### [WHAT IS BEING ASKED]
What is expected is a word-for-word copy of all the entries.

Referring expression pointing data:
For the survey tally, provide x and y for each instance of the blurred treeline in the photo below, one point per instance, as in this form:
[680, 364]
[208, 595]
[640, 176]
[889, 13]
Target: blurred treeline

### [EXERCISE RESULT]
For the survey tally, provide x and y for each instance of the blurred treeline in the photo below, one point per instance, as in this form:
[680, 364]
[208, 595]
[640, 176]
[889, 13]
Target: blurred treeline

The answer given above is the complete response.